**INSTRUCTIONS FOR THE TASK:** Put every one of the rows below into a Markdown table with two columns, Row and Line, giving each row a number and its line and skipping any blank lines. Leave the pictures out of the answer.

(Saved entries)
________________________
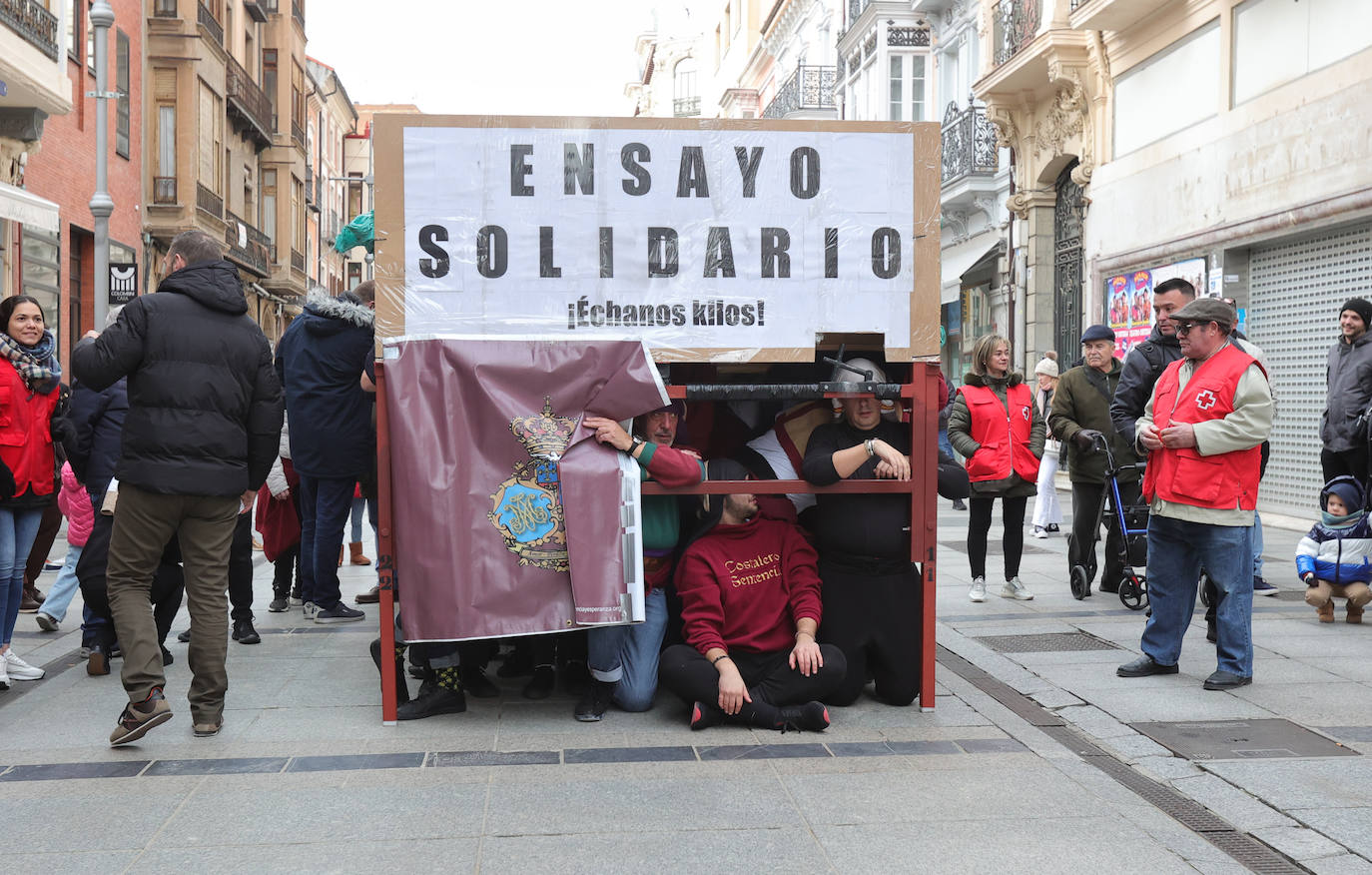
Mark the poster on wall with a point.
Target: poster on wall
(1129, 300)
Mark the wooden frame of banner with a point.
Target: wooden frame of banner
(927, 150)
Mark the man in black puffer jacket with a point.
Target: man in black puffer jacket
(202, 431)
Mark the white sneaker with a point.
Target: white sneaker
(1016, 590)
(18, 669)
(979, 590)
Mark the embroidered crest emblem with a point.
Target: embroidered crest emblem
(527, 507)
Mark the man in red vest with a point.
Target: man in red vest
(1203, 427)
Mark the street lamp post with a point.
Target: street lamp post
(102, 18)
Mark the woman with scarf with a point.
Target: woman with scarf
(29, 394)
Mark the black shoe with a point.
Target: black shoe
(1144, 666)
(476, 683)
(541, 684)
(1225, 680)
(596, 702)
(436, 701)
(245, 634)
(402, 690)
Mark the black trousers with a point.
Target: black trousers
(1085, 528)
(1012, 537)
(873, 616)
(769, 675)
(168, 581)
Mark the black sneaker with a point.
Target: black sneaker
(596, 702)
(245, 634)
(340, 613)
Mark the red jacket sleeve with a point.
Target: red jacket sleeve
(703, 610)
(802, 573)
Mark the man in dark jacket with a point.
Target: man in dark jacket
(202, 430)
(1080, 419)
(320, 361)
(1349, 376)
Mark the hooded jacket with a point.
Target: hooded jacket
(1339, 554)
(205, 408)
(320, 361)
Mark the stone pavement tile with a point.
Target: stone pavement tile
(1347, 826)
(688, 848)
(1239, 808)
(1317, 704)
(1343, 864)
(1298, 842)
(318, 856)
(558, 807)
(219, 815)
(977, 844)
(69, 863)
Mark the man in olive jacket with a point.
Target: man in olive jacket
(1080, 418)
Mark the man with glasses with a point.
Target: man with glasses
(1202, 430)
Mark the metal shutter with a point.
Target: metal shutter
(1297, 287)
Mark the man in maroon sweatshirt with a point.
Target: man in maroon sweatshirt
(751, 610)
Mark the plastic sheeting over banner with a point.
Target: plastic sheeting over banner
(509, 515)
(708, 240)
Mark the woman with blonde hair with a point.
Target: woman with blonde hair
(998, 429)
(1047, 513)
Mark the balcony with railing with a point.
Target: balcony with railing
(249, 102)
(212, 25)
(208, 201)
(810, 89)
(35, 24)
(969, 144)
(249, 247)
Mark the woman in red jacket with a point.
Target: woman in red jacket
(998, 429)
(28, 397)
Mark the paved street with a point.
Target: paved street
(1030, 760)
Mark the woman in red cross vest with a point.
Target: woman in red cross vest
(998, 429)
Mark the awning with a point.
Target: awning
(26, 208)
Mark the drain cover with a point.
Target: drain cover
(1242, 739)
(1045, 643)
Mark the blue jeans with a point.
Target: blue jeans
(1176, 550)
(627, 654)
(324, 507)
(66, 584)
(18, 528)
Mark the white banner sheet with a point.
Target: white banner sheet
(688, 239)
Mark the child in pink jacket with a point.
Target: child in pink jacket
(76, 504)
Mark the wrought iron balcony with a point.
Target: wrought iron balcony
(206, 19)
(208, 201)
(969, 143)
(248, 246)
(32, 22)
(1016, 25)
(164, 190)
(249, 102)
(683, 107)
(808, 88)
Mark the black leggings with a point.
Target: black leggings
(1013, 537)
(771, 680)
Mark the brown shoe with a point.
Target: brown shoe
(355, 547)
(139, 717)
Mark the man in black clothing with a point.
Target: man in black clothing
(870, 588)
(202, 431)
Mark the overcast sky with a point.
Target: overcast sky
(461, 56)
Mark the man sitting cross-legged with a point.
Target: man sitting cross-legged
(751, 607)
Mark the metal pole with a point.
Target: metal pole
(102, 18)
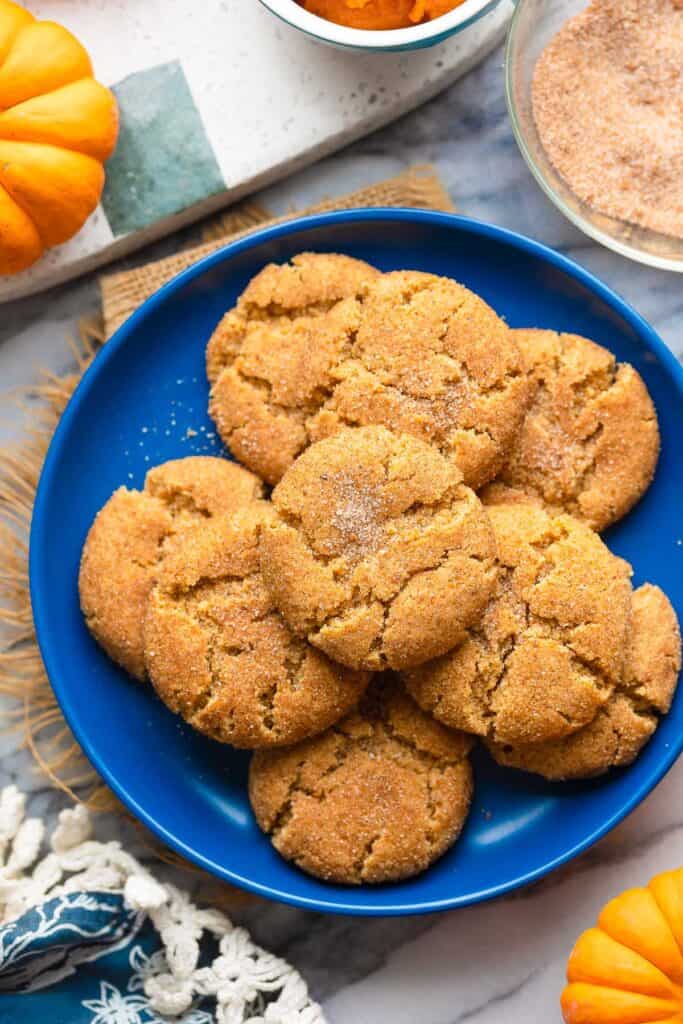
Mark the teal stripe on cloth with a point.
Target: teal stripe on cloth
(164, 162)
________________________
**OUTPUT BELOW:**
| Row | Line |
|---|---|
| 1 | Mark the poster on wall with a point. |
| 2 | Target: poster on wall |
| 3 | (1129, 300) |
| 4 | Mark the wooden frame of banner with a point. |
| 5 | Target: wooden frame of banner |
| 6 | (927, 150) |
| 7 | Mark the man in black puffer jacket with a point. |
| 8 | Target: man in black puffer jacket |
| 9 | (202, 431) |
| 10 | Mark the white sneaker with a point. |
| 11 | Target: white sneaker |
| 12 | (1016, 590) |
| 13 | (18, 669) |
| 14 | (979, 590) |
| 15 | Mark the embroidered crest emblem with a point. |
| 16 | Target: embroidered crest emblem |
| 17 | (527, 507) |
| 18 | Mark the man in red vest with a point. |
| 19 | Target: man in red vest |
| 20 | (1203, 427) |
| 21 | Mark the street lamp post with a point. |
| 22 | Target: street lamp post |
| 23 | (102, 18) |
| 24 | Mark the woman with scarf with a point. |
| 25 | Target: woman with scarf |
| 26 | (29, 394) |
| 27 | Mark the black shoe with a point. |
| 28 | Target: black shoe |
| 29 | (1144, 666) |
| 30 | (476, 683) |
| 31 | (541, 684) |
| 32 | (1225, 680) |
| 33 | (596, 702) |
| 34 | (436, 701) |
| 35 | (245, 634) |
| 36 | (402, 690) |
| 37 | Mark the black trousers with a point. |
| 38 | Target: black trousers |
| 39 | (1085, 528) |
| 40 | (1012, 537) |
| 41 | (873, 616) |
| 42 | (769, 675) |
| 43 | (168, 581) |
| 44 | Mark the black sneaker with a point. |
| 45 | Target: black sneaker |
| 46 | (596, 702) |
| 47 | (245, 634) |
| 48 | (340, 613) |
| 49 | Mark the red jacket sleeve with a point. |
| 50 | Target: red jacket sleeve |
| 51 | (703, 610) |
| 52 | (802, 573) |
| 53 | Mark the man in dark jacket with a point. |
| 54 | Target: man in dark jacket |
| 55 | (202, 430) |
| 56 | (1080, 419) |
| 57 | (320, 361) |
| 58 | (1349, 376) |
| 59 | Mark the hooded jacket with a point. |
| 60 | Target: hooded jacket |
| 61 | (1339, 554) |
| 62 | (205, 408) |
| 63 | (320, 361) |
| 64 | Mark the stone pavement tile with a point. |
| 65 | Target: stone pavement tile |
| 66 | (1347, 826) |
| 67 | (688, 848) |
| 68 | (1239, 808) |
| 69 | (1317, 704) |
| 70 | (1343, 864) |
| 71 | (1298, 842) |
| 72 | (318, 856) |
| 73 | (558, 807) |
| 74 | (219, 815) |
| 75 | (977, 844) |
| 76 | (69, 863) |
| 77 | Mark the man in olive jacket with a point. |
| 78 | Target: man in olive jacket |
| 79 | (1080, 418) |
| 80 | Mark the man with glasses with a point. |
| 81 | Target: man with glasses |
| 82 | (1202, 430) |
| 83 | Mark the metal shutter with a point. |
| 84 | Target: metal shutter |
| 85 | (1297, 287) |
| 86 | Mark the man in maroon sweatshirt with a point. |
| 87 | Target: man in maroon sweatshirt |
| 88 | (751, 610) |
| 89 | Mark the plastic sheeting over banner with a point. |
| 90 | Target: plastic sheeting over banner |
| 91 | (509, 515) |
| 92 | (708, 240) |
| 93 | Mark the woman with blonde hair with a point. |
| 94 | Target: woman with blonde hair |
| 95 | (998, 429) |
| 96 | (1047, 513) |
| 97 | Mark the balcony with railing with a point. |
| 98 | Target: balcony with railing |
| 99 | (249, 102) |
| 100 | (212, 25) |
| 101 | (208, 201) |
| 102 | (810, 89) |
| 103 | (35, 24) |
| 104 | (969, 144) |
| 105 | (249, 247) |
| 106 | Mark the woman in red jacket with a point. |
| 107 | Target: woman in red jacket |
| 108 | (998, 429) |
| 109 | (28, 397) |
| 110 | Mark the paved street with a point. |
| 111 | Target: paved street |
| 112 | (1030, 760) |
| 113 | Mark the woman in red cross vest with a point. |
| 114 | Target: woman in red cross vest |
| 115 | (998, 429) |
| 116 | Mark the awning with a point. |
| 117 | Target: awning |
| 118 | (26, 208) |
| 119 | Mark the drain cover with a point. |
| 120 | Target: drain cover |
| 121 | (1242, 739) |
| 122 | (1045, 643) |
| 123 | Mark the blue jeans with a point. |
| 124 | Target: blue jeans |
| 125 | (1176, 550) |
| 126 | (627, 654) |
| 127 | (324, 507) |
| 128 | (66, 584) |
| 129 | (18, 528) |
| 130 | Mark the white banner sheet with a point. |
| 131 | Target: white banner sheet |
| 132 | (688, 239) |
| 133 | Mark the child in pink jacket with a point. |
| 134 | Target: child in pink jacket |
| 135 | (76, 504) |
| 136 | Mark the wrought iron balcony with a point. |
| 137 | Target: wrought iron balcony |
| 138 | (206, 19) |
| 139 | (208, 201) |
| 140 | (969, 143) |
| 141 | (248, 246) |
| 142 | (32, 22) |
| 143 | (1016, 25) |
| 144 | (164, 190) |
| 145 | (249, 102) |
| 146 | (683, 107) |
| 147 | (808, 88) |
| 148 | Mark the black leggings with a point. |
| 149 | Target: black leggings |
| 150 | (1013, 537) |
| 151 | (771, 680) |
| 152 | Mark the brown shoe with a point. |
| 153 | Target: brown shoe |
| 154 | (355, 547) |
| 155 | (139, 717) |
| 156 | Mark the man in black clothing with a point. |
| 157 | Target: man in black clothing |
| 158 | (870, 588) |
| 159 | (202, 431) |
| 160 | Mark the overcast sky with a point. |
| 161 | Target: overcast sky |
| 162 | (461, 56) |
| 163 | Mark the man sitting cross-legged with a point. |
| 164 | Target: man sitting cross-legged |
| 165 | (751, 607) |
| 166 | Mark the metal pole with a point. |
| 167 | Target: metal pole |
| 168 | (102, 18) |
| 169 | Mark the teal stripe on cloth with a point. |
| 170 | Target: teal stripe on cloth |
| 171 | (164, 162) |